====== Passage
Once the automated Docker Hub build is finished, you should be able to run:

docker run -ti ryanfb/warcbase

To get dropped into an interactive Spark shell with Warcbase.

ibnesayeed commented 7 years ago

Spark shell version was something that I built a long time ago, but I was trying to make the Spark Notebook based image available as well (in fact a single image with both while notebook as the default). I was able to do that as well, except, I could not get rid of the cp: /path/to/fat.jar line from each notebook as discussed in https://github.com/spark-notebook/spark-notebook/issues/674. This is not really a big deal, but I feel that information does not belong to the notebook file and should be hidden from the user.

anjackson commented 7 years ago

@ryanfb Snap! I've been working on a branch that updates the Scala/Spark/Hadoop/HBase versions and got it running. The Spark Notebook worked fine using EXTRA_CLASSPATH locally (rather than cp: /path/to/fat.jar), and I'm now trying to finish off the Dockerfile.
============
====== Material shown
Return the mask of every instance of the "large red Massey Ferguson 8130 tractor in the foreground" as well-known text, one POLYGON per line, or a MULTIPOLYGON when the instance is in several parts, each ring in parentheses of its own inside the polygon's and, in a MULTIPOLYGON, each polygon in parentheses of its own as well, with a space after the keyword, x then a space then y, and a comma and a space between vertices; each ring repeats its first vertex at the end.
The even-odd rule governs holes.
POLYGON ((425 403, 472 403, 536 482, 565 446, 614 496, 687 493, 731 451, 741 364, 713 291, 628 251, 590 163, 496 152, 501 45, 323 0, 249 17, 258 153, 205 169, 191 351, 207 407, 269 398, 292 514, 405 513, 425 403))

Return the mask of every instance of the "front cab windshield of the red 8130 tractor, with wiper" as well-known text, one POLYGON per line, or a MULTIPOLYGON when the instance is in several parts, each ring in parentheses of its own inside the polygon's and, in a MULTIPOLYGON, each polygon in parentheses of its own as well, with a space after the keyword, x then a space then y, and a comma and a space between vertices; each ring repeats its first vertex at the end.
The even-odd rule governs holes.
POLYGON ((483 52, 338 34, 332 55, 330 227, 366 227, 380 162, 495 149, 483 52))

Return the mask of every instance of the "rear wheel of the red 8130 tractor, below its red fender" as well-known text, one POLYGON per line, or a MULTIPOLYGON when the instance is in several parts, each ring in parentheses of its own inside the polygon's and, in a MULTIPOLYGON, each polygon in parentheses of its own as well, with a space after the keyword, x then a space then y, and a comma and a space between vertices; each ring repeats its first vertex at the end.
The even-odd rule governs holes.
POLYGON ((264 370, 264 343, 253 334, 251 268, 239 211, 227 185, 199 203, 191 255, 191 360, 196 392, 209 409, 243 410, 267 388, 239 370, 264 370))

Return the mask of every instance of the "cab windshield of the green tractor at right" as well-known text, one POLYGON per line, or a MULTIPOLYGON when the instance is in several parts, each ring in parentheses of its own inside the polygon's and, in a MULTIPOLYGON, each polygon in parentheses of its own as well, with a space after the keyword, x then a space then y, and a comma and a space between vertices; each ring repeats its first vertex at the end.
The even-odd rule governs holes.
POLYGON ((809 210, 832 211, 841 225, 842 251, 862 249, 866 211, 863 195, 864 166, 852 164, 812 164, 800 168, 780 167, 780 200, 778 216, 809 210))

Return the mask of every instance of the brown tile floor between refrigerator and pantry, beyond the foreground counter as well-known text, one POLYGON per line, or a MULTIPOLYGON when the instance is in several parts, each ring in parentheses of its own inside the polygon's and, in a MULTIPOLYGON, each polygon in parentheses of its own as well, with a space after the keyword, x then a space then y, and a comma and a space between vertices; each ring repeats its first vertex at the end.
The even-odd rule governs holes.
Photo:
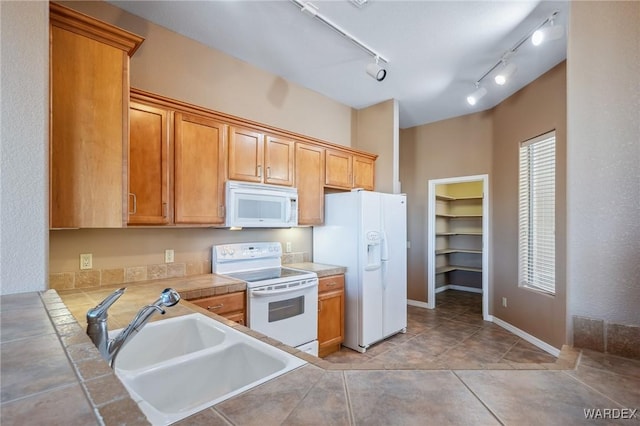
POLYGON ((455 290, 439 293, 436 309, 409 306, 406 334, 372 345, 364 354, 343 347, 332 363, 421 369, 540 369, 556 358, 504 328, 482 320, 482 295, 455 290))

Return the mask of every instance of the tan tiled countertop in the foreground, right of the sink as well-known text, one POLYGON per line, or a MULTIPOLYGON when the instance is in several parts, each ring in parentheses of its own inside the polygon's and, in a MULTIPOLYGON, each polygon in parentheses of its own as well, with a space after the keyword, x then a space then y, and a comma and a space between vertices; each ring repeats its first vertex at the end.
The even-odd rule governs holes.
POLYGON ((569 370, 323 370, 307 365, 178 423, 236 426, 638 425, 640 361, 569 370))

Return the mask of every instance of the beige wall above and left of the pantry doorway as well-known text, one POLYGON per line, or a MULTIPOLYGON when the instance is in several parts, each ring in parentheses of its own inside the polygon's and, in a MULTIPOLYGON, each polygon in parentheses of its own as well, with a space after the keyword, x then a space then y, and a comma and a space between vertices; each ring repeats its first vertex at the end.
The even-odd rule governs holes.
POLYGON ((427 301, 428 182, 491 170, 492 116, 465 115, 400 130, 400 181, 407 194, 407 296, 427 301))

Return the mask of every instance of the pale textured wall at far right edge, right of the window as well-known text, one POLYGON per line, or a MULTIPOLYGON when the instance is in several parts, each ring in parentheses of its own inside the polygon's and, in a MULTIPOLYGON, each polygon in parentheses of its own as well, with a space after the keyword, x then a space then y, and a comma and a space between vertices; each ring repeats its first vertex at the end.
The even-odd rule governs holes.
POLYGON ((572 2, 569 41, 569 316, 640 325, 640 2, 572 2))

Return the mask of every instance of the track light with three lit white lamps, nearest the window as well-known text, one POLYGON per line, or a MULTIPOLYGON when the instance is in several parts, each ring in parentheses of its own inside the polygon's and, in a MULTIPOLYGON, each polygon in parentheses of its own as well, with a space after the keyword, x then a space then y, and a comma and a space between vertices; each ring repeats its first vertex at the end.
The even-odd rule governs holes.
POLYGON ((520 48, 520 46, 522 46, 524 44, 524 42, 526 42, 527 40, 531 39, 531 42, 534 45, 537 46, 540 43, 542 43, 543 41, 546 41, 546 40, 557 40, 557 39, 561 38, 564 35, 564 28, 561 25, 554 25, 553 24, 553 20, 554 20, 554 18, 556 17, 556 15, 558 13, 559 13, 558 10, 554 11, 540 25, 538 25, 537 27, 535 27, 534 29, 529 31, 516 44, 514 44, 511 49, 507 50, 502 55, 500 60, 498 62, 496 62, 496 64, 494 66, 489 68, 489 70, 487 72, 485 72, 482 75, 482 77, 480 77, 479 79, 476 80, 476 82, 475 82, 475 86, 476 86, 475 92, 473 92, 472 94, 467 96, 467 102, 469 103, 469 105, 473 106, 473 105, 477 104, 478 101, 480 100, 480 98, 482 98, 484 95, 487 94, 487 89, 484 88, 484 87, 480 87, 480 83, 489 74, 491 74, 495 70, 497 70, 500 65, 503 65, 502 69, 500 70, 500 72, 498 72, 498 74, 496 74, 494 76, 494 81, 496 82, 496 84, 498 84, 500 86, 506 84, 507 81, 509 80, 509 78, 512 77, 516 73, 516 71, 518 69, 516 64, 514 64, 513 62, 507 63, 507 60, 509 60, 518 51, 518 49, 520 48), (549 26, 545 27, 545 25, 547 25, 547 24, 549 24, 549 26))

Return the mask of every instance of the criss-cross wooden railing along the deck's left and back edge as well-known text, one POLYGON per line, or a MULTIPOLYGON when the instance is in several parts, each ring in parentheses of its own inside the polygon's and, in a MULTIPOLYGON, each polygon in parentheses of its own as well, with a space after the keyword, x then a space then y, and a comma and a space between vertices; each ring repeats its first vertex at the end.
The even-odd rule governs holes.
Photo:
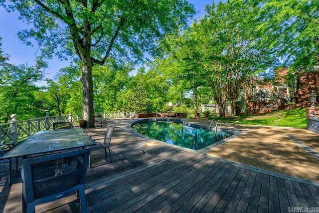
MULTIPOLYGON (((95 114, 95 116, 98 115, 108 119, 135 118, 135 112, 103 112, 95 114)), ((13 114, 10 122, 0 124, 0 145, 20 143, 38 131, 52 129, 53 123, 56 122, 79 123, 80 120, 82 120, 82 115, 72 115, 71 112, 64 116, 50 116, 49 113, 46 113, 46 116, 42 118, 21 121, 18 121, 17 115, 13 114)))

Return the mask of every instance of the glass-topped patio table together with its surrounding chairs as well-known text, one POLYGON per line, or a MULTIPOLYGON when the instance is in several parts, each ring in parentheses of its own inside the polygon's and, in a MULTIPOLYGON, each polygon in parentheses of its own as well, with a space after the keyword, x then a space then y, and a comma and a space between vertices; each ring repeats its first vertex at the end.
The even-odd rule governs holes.
POLYGON ((90 150, 103 148, 107 156, 108 149, 111 158, 114 125, 109 125, 105 134, 91 136, 82 128, 72 127, 69 122, 54 123, 53 130, 39 131, 1 156, 0 160, 9 162, 9 185, 11 159, 17 162, 22 157, 22 212, 34 212, 36 205, 75 192, 81 212, 86 212, 84 181, 88 165, 91 168, 90 150))

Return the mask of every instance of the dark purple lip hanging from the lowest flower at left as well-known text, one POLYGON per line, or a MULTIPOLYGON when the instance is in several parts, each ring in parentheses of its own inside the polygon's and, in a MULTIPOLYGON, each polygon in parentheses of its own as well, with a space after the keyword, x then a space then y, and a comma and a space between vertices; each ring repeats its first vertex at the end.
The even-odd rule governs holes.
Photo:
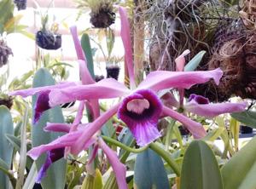
POLYGON ((49 169, 49 166, 52 163, 55 163, 59 159, 63 158, 64 155, 64 148, 56 148, 54 150, 51 150, 47 152, 47 158, 45 160, 45 163, 42 165, 41 169, 38 172, 38 178, 36 180, 36 183, 40 183, 41 180, 46 176, 46 171, 49 169))

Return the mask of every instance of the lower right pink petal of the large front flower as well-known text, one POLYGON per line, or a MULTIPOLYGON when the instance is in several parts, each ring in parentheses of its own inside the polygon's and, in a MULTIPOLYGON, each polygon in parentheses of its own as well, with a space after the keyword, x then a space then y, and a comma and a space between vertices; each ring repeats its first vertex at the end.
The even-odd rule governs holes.
POLYGON ((163 108, 163 113, 166 116, 170 116, 178 122, 183 123, 183 126, 185 126, 189 130, 189 132, 194 136, 195 139, 201 139, 207 135, 207 132, 203 128, 201 123, 197 123, 189 119, 189 117, 185 117, 183 114, 180 114, 166 106, 164 106, 163 108))

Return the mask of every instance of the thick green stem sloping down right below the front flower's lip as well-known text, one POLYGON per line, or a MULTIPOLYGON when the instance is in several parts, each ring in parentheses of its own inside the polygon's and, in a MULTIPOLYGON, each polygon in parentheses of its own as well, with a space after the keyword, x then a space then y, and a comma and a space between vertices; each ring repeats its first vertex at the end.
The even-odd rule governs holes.
POLYGON ((162 149, 160 146, 158 146, 155 143, 151 143, 149 147, 152 150, 154 150, 154 152, 156 152, 158 155, 160 155, 160 157, 165 159, 166 163, 170 165, 170 167, 172 168, 172 170, 175 172, 177 176, 181 175, 181 170, 178 164, 175 162, 175 160, 172 159, 172 157, 170 156, 170 153, 166 152, 164 149, 162 149))

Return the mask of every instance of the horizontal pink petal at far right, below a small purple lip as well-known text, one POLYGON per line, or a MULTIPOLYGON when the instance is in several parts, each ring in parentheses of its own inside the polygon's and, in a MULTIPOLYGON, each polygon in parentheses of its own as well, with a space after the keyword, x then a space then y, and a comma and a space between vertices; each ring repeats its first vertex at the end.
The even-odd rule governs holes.
POLYGON ((223 113, 242 112, 247 103, 216 103, 216 104, 198 104, 195 100, 189 101, 184 109, 204 117, 216 117, 223 113))

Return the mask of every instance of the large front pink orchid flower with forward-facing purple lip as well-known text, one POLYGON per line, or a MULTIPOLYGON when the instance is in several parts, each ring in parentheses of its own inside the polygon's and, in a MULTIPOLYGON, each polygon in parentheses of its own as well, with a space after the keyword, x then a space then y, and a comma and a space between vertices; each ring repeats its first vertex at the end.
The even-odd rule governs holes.
MULTIPOLYGON (((121 15, 122 25, 121 37, 125 46, 125 60, 128 64, 131 88, 133 88, 135 79, 132 69, 131 44, 127 43, 127 40, 130 40, 129 25, 125 9, 119 8, 119 13, 121 15)), ((76 43, 76 49, 79 49, 78 46, 79 43, 76 43)), ((86 68, 84 68, 84 70, 86 70, 86 68)), ((87 74, 87 72, 84 72, 82 75, 87 74)), ((49 93, 45 94, 48 94, 49 106, 51 107, 73 100, 98 100, 125 97, 123 103, 114 106, 108 110, 108 112, 102 114, 101 117, 97 117, 88 127, 84 128, 83 134, 71 147, 72 151, 80 152, 84 143, 90 140, 90 138, 96 134, 97 130, 101 129, 102 125, 116 112, 118 112, 119 118, 123 119, 129 129, 131 129, 138 145, 146 146, 148 143, 160 137, 160 132, 156 129, 156 123, 161 113, 165 116, 174 117, 177 121, 183 123, 195 138, 204 137, 206 131, 200 123, 196 123, 190 120, 189 117, 184 117, 166 106, 161 108, 161 102, 156 93, 161 89, 189 89, 192 85, 196 83, 206 83, 211 78, 218 83, 222 74, 223 72, 220 69, 207 72, 156 71, 148 74, 148 77, 134 90, 127 89, 123 83, 119 83, 112 78, 107 78, 98 83, 89 83, 86 85, 75 84, 68 87, 56 85, 56 88, 26 89, 15 91, 12 94, 40 94, 47 90, 49 93), (124 111, 125 109, 126 111, 124 111), (145 121, 146 118, 148 119, 147 121, 145 121)), ((84 78, 86 77, 88 78, 88 76, 84 76, 84 78)), ((47 97, 45 96, 45 98, 47 97)), ((38 101, 38 103, 41 102, 38 101)))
============
Exercise tasks:
1 - Answer these questions from the Warcbase thread:
(a) What command runs the Docker image?
(b) Which line could not be removed from each notebook?
(c) What did anjackson use locally in place of that line to get the Spark Notebook working?
2 - Write out word for word the part of the Warcbase thread starting with "ibnesayeed commented 7" and going on through "off the Dockerfile.".

Answers to the problems:
1 -
(a) docker run -ti ryanfb/warcbase
(b) cp: /path/to/fat.jar
(c) EXTRA_CLASSPATH

2 -
ibnesayeed commented 7 years ago

Spark shell version was something that I built a long time ago, but I was trying to make the Spark Notebook based image available as well (in fact a single image with both while notebook as the default). I was able to do that as well, except, I could not get rid of the cp: /path/to/fat.jar line from each notebook as discussed in https://github.com/spark-notebook/spark-notebook/issues/674. This is not really a big deal, but I feel that information does not belong to the notebook file and should be hidden from the user.

anjackson commented 7 years ago

@ryanfb Snap! I've been working on a branch that updates the Scala/Spark/Hadoop/HBase versions and got it running. The Spark Notebook worked fine using EXTRA_CLASSPATH locally (rather than cp: /path/to/fat.jar), and I'm now trying to finish off the Dockerfile.